_Short exercise:_
Count the lines in the records below that contain the string "wall", matching case exactly, and give only that number.
□ □ □
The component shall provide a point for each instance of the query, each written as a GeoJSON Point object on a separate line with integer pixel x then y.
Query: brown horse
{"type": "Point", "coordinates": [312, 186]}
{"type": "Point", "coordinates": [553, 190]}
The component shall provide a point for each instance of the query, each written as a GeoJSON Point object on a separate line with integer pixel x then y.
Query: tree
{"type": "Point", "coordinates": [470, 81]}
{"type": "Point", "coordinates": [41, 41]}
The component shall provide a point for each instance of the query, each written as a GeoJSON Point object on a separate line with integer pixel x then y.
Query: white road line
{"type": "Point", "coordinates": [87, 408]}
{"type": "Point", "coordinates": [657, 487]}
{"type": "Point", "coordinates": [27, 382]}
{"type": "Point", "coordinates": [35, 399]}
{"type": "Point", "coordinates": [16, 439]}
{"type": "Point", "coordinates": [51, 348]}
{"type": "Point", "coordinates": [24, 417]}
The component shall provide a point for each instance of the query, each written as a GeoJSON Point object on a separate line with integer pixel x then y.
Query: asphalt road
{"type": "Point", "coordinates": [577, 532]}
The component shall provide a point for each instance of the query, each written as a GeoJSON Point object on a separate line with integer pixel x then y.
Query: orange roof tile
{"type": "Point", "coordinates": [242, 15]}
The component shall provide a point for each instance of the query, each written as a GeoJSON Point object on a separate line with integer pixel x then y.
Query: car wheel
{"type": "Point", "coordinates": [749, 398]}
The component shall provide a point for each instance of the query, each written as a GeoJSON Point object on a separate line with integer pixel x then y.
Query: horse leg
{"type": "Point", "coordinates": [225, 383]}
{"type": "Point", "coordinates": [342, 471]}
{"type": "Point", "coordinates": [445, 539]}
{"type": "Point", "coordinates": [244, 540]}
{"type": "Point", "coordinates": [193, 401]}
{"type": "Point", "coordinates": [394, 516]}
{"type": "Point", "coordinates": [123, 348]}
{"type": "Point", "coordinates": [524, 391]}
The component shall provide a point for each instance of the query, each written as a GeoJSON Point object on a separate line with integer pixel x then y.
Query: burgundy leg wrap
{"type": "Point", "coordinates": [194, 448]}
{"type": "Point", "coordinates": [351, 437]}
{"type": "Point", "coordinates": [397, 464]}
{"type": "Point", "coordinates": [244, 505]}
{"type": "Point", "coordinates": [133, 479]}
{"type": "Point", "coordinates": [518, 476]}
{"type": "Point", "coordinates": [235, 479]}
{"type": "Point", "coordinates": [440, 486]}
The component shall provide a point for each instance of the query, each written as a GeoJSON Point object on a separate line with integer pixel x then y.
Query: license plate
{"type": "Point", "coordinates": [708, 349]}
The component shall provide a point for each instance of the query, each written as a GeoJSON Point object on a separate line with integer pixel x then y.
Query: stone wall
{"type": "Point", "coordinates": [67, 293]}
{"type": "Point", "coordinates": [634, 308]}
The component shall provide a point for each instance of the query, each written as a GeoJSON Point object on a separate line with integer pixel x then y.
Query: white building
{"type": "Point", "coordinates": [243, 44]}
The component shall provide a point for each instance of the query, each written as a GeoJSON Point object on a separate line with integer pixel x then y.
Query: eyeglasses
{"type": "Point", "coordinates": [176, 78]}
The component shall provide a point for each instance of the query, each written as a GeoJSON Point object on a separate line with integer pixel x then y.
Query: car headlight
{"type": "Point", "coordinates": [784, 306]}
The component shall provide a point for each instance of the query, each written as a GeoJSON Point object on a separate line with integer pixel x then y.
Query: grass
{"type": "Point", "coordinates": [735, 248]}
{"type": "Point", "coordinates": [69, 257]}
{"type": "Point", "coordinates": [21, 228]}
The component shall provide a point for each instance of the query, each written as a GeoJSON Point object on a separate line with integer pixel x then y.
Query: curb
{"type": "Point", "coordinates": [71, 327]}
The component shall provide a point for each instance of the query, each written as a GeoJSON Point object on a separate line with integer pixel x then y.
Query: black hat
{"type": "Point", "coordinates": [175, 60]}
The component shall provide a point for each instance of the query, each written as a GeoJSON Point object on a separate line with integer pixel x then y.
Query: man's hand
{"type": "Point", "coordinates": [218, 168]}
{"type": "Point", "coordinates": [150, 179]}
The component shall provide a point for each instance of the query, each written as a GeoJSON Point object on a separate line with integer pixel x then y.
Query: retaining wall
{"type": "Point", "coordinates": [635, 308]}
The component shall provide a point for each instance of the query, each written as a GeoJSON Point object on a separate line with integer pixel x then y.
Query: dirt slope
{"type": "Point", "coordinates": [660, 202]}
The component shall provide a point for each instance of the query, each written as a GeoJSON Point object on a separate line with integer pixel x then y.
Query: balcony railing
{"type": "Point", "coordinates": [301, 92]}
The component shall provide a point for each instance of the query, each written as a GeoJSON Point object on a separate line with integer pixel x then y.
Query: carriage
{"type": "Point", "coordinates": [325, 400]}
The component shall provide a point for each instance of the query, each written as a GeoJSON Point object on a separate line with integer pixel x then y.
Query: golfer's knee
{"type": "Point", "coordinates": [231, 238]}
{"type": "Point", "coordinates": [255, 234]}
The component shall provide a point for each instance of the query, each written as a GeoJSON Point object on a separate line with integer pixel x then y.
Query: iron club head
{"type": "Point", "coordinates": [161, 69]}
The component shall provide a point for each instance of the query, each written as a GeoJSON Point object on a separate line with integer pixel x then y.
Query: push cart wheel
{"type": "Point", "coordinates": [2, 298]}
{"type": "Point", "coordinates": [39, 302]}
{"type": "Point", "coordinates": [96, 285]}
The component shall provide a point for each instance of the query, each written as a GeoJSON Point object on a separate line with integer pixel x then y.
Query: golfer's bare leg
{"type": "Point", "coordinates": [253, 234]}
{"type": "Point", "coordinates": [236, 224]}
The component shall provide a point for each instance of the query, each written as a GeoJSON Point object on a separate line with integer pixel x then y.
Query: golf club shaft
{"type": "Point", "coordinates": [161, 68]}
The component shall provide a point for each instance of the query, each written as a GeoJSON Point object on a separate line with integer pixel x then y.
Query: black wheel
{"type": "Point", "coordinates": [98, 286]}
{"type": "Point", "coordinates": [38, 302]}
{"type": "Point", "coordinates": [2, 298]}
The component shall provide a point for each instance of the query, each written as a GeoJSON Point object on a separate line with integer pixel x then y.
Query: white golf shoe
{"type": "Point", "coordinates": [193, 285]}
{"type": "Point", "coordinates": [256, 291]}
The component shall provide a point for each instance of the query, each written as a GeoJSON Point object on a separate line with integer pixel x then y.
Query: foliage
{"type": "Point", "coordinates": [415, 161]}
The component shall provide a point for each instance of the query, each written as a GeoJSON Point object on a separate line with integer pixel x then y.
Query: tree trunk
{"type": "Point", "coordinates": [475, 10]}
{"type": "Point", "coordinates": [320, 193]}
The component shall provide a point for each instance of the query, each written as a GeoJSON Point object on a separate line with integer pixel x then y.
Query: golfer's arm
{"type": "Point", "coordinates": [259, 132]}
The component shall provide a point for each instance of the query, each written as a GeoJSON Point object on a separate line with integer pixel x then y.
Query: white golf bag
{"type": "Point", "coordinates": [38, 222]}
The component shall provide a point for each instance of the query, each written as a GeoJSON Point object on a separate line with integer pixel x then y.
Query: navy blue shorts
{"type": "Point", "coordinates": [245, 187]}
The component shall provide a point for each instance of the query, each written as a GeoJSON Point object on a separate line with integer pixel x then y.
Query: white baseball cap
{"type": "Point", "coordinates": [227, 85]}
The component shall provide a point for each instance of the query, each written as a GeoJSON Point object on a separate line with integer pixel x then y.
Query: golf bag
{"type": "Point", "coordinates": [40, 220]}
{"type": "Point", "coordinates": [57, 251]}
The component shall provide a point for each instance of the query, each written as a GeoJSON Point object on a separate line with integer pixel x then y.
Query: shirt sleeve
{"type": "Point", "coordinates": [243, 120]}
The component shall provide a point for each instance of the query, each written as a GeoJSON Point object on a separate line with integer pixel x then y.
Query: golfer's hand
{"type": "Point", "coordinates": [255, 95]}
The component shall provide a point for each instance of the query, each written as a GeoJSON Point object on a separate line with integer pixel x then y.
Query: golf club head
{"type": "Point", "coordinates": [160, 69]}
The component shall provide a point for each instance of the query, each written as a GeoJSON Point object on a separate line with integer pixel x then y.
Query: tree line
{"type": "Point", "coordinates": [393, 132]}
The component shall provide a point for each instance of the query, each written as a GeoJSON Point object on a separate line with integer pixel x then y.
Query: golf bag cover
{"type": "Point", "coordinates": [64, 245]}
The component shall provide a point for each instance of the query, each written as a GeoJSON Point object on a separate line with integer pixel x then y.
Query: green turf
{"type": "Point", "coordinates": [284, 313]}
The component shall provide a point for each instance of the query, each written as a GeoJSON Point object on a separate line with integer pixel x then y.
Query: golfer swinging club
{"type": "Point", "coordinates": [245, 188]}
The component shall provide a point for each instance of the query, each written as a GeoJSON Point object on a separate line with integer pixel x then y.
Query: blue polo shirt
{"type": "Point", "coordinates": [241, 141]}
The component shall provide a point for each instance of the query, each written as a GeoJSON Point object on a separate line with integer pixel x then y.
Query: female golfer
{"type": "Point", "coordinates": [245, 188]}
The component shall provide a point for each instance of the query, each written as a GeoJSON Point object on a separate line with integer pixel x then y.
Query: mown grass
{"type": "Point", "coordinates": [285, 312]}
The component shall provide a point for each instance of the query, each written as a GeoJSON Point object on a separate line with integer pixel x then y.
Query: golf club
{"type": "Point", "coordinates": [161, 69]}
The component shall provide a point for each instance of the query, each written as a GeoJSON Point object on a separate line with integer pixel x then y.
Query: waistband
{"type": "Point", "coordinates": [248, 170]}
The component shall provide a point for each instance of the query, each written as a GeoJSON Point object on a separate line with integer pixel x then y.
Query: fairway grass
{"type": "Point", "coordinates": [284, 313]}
□ □ □
_Expected output:_
2